**WHAT IS REQUIRED**
Count the lines in the records below that contain the word "cloud", and reply with that number only.

---- RECORDS FOR THE EXERCISE

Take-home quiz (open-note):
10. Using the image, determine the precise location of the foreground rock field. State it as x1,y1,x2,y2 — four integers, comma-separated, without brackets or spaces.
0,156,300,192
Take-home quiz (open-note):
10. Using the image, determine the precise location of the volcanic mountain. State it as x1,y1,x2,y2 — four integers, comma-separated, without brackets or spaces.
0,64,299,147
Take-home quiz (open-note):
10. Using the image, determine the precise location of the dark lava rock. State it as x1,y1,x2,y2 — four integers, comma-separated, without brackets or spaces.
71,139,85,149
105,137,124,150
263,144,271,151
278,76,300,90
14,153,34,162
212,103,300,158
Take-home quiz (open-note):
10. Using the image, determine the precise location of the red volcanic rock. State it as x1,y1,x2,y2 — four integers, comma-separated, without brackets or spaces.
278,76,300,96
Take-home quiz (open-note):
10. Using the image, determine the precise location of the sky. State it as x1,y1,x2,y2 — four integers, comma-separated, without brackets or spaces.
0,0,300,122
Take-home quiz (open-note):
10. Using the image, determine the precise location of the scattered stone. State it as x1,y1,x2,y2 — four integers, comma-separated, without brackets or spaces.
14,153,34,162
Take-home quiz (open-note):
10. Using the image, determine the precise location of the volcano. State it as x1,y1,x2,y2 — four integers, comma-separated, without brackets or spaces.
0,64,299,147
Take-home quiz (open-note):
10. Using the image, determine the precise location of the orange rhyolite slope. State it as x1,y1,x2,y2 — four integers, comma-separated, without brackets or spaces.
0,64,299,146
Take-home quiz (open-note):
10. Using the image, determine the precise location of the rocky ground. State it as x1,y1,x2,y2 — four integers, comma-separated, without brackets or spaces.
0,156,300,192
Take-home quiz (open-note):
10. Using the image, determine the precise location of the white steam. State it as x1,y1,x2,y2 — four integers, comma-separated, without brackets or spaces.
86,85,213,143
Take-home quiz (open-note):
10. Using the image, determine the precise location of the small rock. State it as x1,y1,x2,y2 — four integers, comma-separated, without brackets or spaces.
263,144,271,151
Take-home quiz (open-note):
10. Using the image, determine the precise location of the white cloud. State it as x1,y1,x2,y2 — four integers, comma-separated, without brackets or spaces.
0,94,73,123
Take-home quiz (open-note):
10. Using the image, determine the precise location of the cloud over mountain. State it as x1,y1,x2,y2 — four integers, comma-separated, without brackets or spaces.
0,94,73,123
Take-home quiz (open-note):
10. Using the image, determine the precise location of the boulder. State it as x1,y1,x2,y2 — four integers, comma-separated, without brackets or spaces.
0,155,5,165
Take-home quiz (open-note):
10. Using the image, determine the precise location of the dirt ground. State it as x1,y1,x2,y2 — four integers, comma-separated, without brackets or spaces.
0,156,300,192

--------

**RESPONSE TO THIS TASK**
2